#### Task requirements:
**1.** In the essay on parameters and meaning, what neighborhood does the writer currently live in?
**2.** Duplicate the passage of the essay on parameters and meaning between "The oceans large" and "we are connected.", inclusive.
**3.** Pick up the essay on parameters and meaning after its final sentence and extend it.

#### Text provided:
'''
The spaces we occupy have parameters.
On this computer, typing out the letters onto a white page there are the edges of my screen.
In this room, sitting in this chair at this desk there are four walls around me.
Beyond these walls is the neighborhood where I currently reside, Marcy-Holmes. It has a boundary line, when crossed, takes you to the riverfront.
The Mississippi river, long, winding, moving through the country begins in Minnesota and ends, streaming into the Gulf of Mexico and the oceans.
The oceans large and expansive do not go on forever. They too have parameters, and we can not simply fall off the edge into oblivion as we once believed so many years ago.
The constructs of time and space as we define them are real (to us).
In fact with any defining we create a parameter for what something is or is not. And with definition we also assign meaning.
The first lesson in ‘A Course in Miracles’ is: “Nothing I see….has meaning”.
With definition I can create connection. I can define something, add a qualifier to it, and if you agree with me then we are connected.
It can also create discordance. I can define something, add a qualifier to it, and if you disagree with me than we are disconnected.
Here in lies the rub, if you will. Without definition how can I connect?
I find simply moving back to the first principle in the course helps. I will define things. It is my nature as a human being. I will also likely qualify those definitions. This is something I can practice attaching to or letting go of however. To not qualify something as ‘good’ or ‘bad’. To let the definition of something be a fact rather than a qualifier can be very liberating.
This is a pen. I can write with this pen. I can use the pen to chew on the end of it, deep in thought and consideration. I can pass the pen to you so you can write with it. Or chew on it. Or stick it up your nose, if that’s what you desire to do. The pen is not good nor bad. It simply is a pen. It has no meaning.
Now, if this pen doesn’t write or the ink has run out, it would be very easy to qualify it as less than. This is a bad pen. It doesn’t do what it is supposed to do. And here, our parameters become more dangerous.
Not in relationship to the pen necessarily, more to the likeness of qualifying people as good or bad based on their beliefs or opinions that are in opposition to how we’ve defined and qualified those beliefs and opinions.
There’s another way. I could simply choose to believe that this is a pen. And this pen does not write. Nothing else.
And you are a human. Nothing you think about this pen matters. You can believe it is a bad pen if you’d like. You get to believe what you believe. I get to listen to those beliefs and if I make a skillful choice of not qualifying them then I’m also able to listen without judgement.
'''
[Extracted records]
'''
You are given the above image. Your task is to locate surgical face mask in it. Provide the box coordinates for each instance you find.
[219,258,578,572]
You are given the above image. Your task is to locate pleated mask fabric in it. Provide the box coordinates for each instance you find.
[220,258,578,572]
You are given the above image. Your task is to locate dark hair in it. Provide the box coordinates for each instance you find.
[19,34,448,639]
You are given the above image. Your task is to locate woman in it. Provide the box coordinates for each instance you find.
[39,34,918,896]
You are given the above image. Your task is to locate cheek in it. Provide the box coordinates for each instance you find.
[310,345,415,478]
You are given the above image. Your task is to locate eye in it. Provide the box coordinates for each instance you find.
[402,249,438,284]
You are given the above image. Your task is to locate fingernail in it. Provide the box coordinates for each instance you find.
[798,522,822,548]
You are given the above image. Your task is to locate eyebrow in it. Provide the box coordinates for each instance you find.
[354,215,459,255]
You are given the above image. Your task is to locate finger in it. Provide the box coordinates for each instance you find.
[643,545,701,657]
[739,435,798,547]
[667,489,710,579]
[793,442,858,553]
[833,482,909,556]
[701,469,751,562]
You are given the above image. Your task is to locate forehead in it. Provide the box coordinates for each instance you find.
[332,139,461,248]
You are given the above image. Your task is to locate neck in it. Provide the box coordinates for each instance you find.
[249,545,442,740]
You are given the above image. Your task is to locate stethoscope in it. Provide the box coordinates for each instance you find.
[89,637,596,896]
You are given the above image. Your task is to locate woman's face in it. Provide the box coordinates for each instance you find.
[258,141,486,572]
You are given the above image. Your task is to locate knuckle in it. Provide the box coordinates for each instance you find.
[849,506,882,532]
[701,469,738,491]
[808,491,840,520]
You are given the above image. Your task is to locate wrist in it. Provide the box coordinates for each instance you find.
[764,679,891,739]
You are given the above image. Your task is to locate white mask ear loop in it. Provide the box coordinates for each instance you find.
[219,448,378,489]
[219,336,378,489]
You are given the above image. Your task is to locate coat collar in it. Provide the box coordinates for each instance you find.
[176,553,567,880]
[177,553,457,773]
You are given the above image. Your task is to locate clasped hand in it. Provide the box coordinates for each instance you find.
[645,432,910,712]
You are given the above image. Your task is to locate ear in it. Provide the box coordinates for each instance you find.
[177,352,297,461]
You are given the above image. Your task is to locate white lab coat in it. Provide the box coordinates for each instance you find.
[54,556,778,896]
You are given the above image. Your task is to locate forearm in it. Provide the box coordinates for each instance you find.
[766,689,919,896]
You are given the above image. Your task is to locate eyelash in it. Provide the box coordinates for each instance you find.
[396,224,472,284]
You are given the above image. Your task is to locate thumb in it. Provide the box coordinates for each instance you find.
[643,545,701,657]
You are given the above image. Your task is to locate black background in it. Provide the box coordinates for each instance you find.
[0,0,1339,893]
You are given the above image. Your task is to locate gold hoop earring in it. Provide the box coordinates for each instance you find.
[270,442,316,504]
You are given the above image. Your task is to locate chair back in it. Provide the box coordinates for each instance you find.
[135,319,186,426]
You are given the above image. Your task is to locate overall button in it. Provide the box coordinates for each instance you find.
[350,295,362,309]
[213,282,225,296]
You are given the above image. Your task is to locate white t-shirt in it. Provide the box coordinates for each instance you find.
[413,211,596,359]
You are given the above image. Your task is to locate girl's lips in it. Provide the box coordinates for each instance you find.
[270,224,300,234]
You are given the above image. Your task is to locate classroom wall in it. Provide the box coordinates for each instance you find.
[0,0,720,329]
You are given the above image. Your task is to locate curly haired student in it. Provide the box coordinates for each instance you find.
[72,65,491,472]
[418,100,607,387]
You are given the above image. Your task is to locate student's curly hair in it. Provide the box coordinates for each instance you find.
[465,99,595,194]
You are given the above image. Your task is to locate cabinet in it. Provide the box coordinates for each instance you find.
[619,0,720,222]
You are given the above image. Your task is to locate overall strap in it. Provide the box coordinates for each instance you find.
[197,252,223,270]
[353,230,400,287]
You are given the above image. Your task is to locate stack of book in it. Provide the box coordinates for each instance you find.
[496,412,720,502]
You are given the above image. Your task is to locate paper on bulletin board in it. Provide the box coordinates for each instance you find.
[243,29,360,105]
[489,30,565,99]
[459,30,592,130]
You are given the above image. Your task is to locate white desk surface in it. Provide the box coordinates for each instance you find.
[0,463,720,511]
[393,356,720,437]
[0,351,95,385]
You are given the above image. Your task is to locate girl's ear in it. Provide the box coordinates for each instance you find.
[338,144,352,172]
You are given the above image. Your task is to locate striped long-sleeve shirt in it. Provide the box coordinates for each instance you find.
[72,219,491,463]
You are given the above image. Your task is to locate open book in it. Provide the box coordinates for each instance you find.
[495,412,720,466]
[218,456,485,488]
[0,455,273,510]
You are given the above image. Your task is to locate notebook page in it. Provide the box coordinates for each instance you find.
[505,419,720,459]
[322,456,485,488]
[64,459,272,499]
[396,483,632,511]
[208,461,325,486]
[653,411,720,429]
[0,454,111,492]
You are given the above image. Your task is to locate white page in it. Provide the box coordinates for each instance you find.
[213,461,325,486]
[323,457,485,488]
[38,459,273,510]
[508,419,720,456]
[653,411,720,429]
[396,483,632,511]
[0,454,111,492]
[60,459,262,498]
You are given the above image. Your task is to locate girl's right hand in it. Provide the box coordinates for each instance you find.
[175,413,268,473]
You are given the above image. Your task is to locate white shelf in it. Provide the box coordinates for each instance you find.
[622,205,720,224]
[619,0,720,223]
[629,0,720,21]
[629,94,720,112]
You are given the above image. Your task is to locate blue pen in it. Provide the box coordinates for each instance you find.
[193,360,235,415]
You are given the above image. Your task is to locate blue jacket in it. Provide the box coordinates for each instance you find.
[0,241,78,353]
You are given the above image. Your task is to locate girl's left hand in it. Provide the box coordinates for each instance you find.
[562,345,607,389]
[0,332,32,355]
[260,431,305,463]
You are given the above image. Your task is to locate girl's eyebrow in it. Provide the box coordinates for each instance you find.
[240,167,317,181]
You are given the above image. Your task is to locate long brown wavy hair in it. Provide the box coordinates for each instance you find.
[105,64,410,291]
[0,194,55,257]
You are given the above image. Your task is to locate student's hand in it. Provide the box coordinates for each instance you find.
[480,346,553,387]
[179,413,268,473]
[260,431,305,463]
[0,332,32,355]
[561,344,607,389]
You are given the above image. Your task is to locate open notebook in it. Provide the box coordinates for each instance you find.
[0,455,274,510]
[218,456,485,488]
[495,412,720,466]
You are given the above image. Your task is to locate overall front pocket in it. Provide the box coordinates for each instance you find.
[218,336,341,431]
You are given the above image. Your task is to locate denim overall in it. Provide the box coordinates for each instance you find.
'''
#### Answers to the problems:
**1.** Marcy-Holmes.

**2.**
The oceans large and expansive do not go on forever. They too have parameters, and we can not simply fall off the edge into oblivion as we once believed so many years ago.
The constructs of time and space as we define them are real (to us).
In fact with any defining we create a parameter for what something is or is not. And with definition we also assign meaning.
The first lesson in ‘A Course in Miracles’ is: “Nothing I see….has meaning”.
With definition I can create connection. I can define something, add a qualifier to it, and if you agree with me then we are connected.

**3.**
I’ve recently been investigating how I show up in the world. Am I a person who judges? Am I a person who accepts and listens without judgement?
My desire is to be the latter. And I went back to the course today and did lesson one. It’s been a few years since the last time I went through the lessons.
Something I teach is:
‘Practice Makes You Better.’
Maybe I’ve been practicing judgement. Maybe I haven’t. I know one thing. If I witness it in myself, it’s there. It’s definitely been more challenging during these pandemic times. So for me, it’s a nice and perfect time to begin the lessons in the course again and practice. A Course In Miracles, for me, is a practice of non-judgement.
On this computer, typing these words out on a screen with edges, in a room with walls, residing in a neighborhood with boundaries leading to a riverfront that flows into the Gulf Of Mexico I can’t help but think how I’d like more space.
I enjoy wide, open spaces. I always have.
I don’t love tightness. Restriction. Rules. Regulations. All of this confines me and I feel suffocated. That inability to breathe and feeling the parameters tighten around me is one I remember, from so long ago. When everything must be this way and I must be this way and there is no other way.
Now, I remember what I’ve learned through the years.
All ways are one way. And perhaps you disagree with me on this. And I would say that is okay.
One is a way to freedom. When there is no map, directions, or best route, in fact, every road becomes a route. A route. A road. A reasoning. To go where you need to go, and get there when you do.
And perhaps we will meet at some point along the way and smile at each other. I imagine we could nod and say, “It’s nice to see you here too”. And then we may walk a little ways together and enjoy the company of each other for the time we do. Maybe after a bit we’d part ways, or maybe we would walk the same road together all the way to the end.
In any case. All roads are good roads.